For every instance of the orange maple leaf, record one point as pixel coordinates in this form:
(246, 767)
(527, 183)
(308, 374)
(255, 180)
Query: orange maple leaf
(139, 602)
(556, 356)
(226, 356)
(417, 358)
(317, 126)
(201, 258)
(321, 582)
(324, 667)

########

TO DO >>
Put every row above into a Markdown table with two columns, Number for the row's position and Line for its text, and skip any blank lines.

EXPECTED ANSWER >>
| Number | Line |
|---|---|
| 1 | For every instance of the orange maple leaf, record one point as pixel coordinates in this form: |
| 2 | (246, 767) |
| 3 | (527, 183) |
| 4 | (308, 374) |
| 5 | (255, 180) |
| 6 | Query: orange maple leaf |
| 7 | (139, 602) |
| 8 | (556, 356) |
| 9 | (226, 356) |
| 10 | (417, 358) |
| 11 | (317, 126) |
| 12 | (201, 258) |
| 13 | (321, 582) |
| 14 | (324, 667) |